• [Objective 1] In the Newbury show thread below, rewrite the paragraph that begins "Do you mean the one at detling?" as a short list of its main facts.
• [Objective 2] According to the Newbury show thread below, since what year has mauramac lived about five miles from Brands Hatch?
• [Objective 3] List every motorhome make or model that mauramac hopes to see, as named in the Newbury show thread below.

• [Given text]
· · · · ·

# Newbury show exhibitors



## mauramac (May 24, 2005)

Hi everyone
I have had a look at the list of exhibitors for the Newbury show and was a little bit disappointed as did not seem to be many of the major MH companies represented on it.

Have any of you guys been to Newbury before and how does it compare to Peterborough say.

We are hoping to do a quick day trip on the Saturday but will give it a miss if the exhibitors are limited as we really need to be having another look at our "short list" ......yet again!

Hoping to see, Burstner models, Hymer Van, Hobby, Auto Sleepers, mostly compact low profiles we are down to now.

Just wondered what sort of turn out they usually have.

Thanks
Maura


----------



## olley (May 1, 2005)

Hi muramac we have been two years running now, always seems to be a good turn out, perhaps not quite as big as peterborough, more malvern sized, if you have been there.

Olley


----------



## chrisgog (May 17, 2005)

Nothing is as big as Peterborough but Newbury is a very popular show.
We enjoy it.
Chris


----------



## mauramac (May 24, 2005)

Thanks guys, will try to get there.
My hubby just heard on radio about traffic probs down there - so busy already :? 

Will fight our way in :wink: 

Also there is something strangely called The Jamboree Leisure Weekend at the Kent County Show coming up soon which is in our neck of the woods so might give that a go also.

Got to go and put my feet up now as have been gardening and the weeds were up to my knees - I swear. I also ache all over  

Maura


----------



## olley (May 1, 2005)

Do you mean the one at detling? another good show, more for the kids to do as well, they have a fair ground and circus on site.

Again not as big as peterborough but still a decent turn out.

Olley


----------



## mauramac (May 24, 2005)

Yep, thats the one Olley. It does look like a fun event and sad to say have never been there and only a few miles from where I live  

Having said that we also have Brands Hatch about 5 miles max from here and have never been there either but only lived here since 1978 so still time I suppose..........I'll get me coat shall I?

My only excuse is that we have been too busy working, looking after kids, and then the oldies and then along come grandkids etc etc *yawn*....but now its 'Our Time', yippeeeee.


Sorry, one glass too many tonight obviously :roll: 


Maura


----------



## olley (May 1, 2005)

mauramac said:


> Sorry, one glass too many tonight obviously :roll:
> Maura


No such thing :lol:

We went last year just before we bought the Brave, a couple pulled up next to us in a brand new 35' gulfstream, I drooled so much my socks were wet.

Olley


----------

· · · · ·

• [Extracted information]
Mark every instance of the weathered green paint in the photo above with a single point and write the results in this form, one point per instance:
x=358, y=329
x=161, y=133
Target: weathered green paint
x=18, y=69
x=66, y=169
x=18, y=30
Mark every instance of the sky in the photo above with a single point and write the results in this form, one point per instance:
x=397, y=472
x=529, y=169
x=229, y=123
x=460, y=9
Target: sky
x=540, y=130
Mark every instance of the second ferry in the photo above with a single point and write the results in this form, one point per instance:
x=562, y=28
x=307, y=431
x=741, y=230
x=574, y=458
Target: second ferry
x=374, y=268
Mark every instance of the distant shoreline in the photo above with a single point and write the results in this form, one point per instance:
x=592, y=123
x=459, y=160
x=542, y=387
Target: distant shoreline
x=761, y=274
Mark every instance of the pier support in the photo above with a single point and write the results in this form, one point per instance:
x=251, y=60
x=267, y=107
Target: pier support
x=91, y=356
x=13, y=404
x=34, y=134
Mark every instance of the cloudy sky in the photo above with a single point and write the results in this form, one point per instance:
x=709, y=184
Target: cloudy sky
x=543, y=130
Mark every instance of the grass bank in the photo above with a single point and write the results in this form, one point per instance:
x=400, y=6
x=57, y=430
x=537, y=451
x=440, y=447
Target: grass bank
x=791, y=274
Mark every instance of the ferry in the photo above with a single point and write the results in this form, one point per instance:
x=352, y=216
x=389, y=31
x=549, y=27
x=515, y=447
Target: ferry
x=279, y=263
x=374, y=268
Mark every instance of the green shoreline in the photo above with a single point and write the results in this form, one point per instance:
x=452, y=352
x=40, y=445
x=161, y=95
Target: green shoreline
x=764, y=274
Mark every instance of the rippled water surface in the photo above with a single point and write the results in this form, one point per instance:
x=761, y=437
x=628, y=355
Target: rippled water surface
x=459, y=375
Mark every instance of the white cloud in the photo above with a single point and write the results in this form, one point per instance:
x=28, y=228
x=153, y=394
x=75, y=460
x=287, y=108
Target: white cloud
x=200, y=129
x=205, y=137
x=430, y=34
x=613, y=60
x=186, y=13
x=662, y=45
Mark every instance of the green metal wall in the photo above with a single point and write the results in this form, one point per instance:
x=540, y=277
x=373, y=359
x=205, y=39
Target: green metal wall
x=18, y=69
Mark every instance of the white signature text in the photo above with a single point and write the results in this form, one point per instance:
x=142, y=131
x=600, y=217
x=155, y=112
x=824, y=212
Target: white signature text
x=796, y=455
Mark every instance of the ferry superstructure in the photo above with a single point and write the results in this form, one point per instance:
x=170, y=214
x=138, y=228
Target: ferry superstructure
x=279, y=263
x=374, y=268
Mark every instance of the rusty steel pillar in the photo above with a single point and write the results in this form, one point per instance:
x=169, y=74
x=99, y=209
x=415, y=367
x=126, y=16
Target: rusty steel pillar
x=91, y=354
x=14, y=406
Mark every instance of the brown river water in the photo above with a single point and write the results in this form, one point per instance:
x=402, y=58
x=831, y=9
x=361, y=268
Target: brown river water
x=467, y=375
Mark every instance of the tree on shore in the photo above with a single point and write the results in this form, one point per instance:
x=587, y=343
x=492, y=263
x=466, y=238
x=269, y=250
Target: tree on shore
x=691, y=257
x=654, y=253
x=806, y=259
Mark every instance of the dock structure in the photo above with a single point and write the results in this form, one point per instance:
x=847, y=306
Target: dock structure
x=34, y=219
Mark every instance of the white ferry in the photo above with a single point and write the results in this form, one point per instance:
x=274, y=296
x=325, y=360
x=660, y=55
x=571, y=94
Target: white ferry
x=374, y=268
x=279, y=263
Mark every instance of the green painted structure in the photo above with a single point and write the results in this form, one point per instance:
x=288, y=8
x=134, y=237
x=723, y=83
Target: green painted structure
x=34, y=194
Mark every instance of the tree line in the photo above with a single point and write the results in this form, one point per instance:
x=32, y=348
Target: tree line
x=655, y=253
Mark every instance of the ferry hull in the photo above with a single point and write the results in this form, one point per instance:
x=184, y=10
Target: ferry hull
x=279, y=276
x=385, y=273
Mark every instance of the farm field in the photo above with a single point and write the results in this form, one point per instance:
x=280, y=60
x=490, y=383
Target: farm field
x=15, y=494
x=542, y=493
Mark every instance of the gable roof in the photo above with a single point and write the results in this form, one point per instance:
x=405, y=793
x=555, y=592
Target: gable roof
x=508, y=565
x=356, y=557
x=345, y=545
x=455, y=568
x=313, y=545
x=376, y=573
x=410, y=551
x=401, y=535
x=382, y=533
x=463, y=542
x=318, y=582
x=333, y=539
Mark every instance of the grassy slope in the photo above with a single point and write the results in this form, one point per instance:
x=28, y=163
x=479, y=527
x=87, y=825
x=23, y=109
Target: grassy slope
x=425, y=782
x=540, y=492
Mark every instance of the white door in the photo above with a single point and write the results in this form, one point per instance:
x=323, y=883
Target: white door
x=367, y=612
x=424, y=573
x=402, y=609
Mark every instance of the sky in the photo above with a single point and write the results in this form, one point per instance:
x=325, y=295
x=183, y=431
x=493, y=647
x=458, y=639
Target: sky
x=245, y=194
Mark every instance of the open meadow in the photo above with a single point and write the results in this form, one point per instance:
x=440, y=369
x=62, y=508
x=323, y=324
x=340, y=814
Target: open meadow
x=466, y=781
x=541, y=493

· · · · ·

• [Written solution 1]
- Asks whether the show meant is the one at Detling
- Calls it another good show
- Says it has more for children to do
- Notes a fairground and a circus on site

• [Written solution 2] Since 1978.

• [Written solution 3]
- Burstner models
- Hymer Van
- Hobby
- Auto Sleepers